§ **TEXT PROVIDED**
Grad school: A career that integrates what I know about me

So, by this point, I’m in my late-20s and I’m back in the States wondering how I’m going to synthesize years of analyzing myself and my career options into next steps. Having spent years asking career questions, contemplating options, pursuing various routes I began to recognize an interest in the career development process—and to wonder about career paths that included that subject. Additionally, I knew from my time at Participant Media, that I had innate strengths and skills in mentorship and guidance. Synthesizing these, and other, pieces of information I began researching again and found career counseling. The next steps flowed easily—grad school research, GRE, applications, interviews, acceptance letters. I studied counseling and career development at Colorado State University for two years. In 2014, I made the transition from grad school back into the world of work, taking a position in the Career and Leadership Development Center at Ohio University. Seven years after completing my bachelor’s I was finally settling into a long-term career—or, so I thought.

Seriously, you’re questioning this again?

§ **TASKS TO PERFORM**
1. Answer the following questions using the career narrative, one answer per line and marked the same way:
(a) Where did the writer come to recognize innate strengths and skills in mentorship and guidance?
(b) At which university did the writer study counseling and career development, and for how long?
(c) What position did the writer take in 2014?
2. Condense the paragraph of the career narrative that begins "So, by this point" into a bulleted list that keeps its main facts.
3. Extend the career narrative from the point where it stops.

§ **DATA EXTRACT**
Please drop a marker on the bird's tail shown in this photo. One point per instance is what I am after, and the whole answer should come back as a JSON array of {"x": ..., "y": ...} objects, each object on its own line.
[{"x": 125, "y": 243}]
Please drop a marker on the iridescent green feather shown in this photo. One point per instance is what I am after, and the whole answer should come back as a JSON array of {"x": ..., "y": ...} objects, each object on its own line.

§ **RESULTS IN ORDER**
1.
(a) At Participant Media.
(b) Colorado State University, for two years.
(c) A position in the Career and Leadership Development Center at Ohio University.

2.
- In their late 20s and back in the States, the writer sought to turn years of self-analysis and career exploration into next steps.
- Years of asking career questions and pursuing various routes revealed an interest in the career development process.
- Time at Participant Media had shown innate strengths and skills in mentorship and guidance.
- Combining these insights, the writer researched again and found career counseling.
- Grad school research, the GRE, applications, interviews and acceptance letters followed easily.
- The writer studied counseling and career development at Colorado State University for two years.
- In 2014, the writer took a position in the Career and Leadership Development Center at Ohio University.
- Seven years after the bachelor's degree, the writer believed a long-term career had finally begun, though that belief would prove mistaken.

3.
Hard to believe, right? I thought the years of work, reflection, research and graduate study led to me to a solid career that I would want to do for decades. Turns out, this job, which included career coaching and marketing/communications for the CLDC introduced me to a new (/old) interest—design. Somewhere along the way, I dropped a key aspect of my career puzzle—and that was creativity. After a year in my position with the CLDC, I noticed my enthusiasm for the creative aspects of my role and I couldn’t ignore it. I began another process of self-reflection and developed three conclusions:

  1. I love career development, but I prefer developing (and counseling) people I manage—and especially young creatives
  2. I need to be creating too and on a regular basis
  3. My career will always be changing

Maybe as I go along, the changes won’t be as drastic—I’m currently pursuing a degree in information graphics and interactive design to eventually gain employment as a user experiences designer (what?!). But, the more I work, the more I gain insight into the nuances of who I am and how that relates to my career. For me (and really, for most), deeper knowledge of self means greater satisfaction in a career and life.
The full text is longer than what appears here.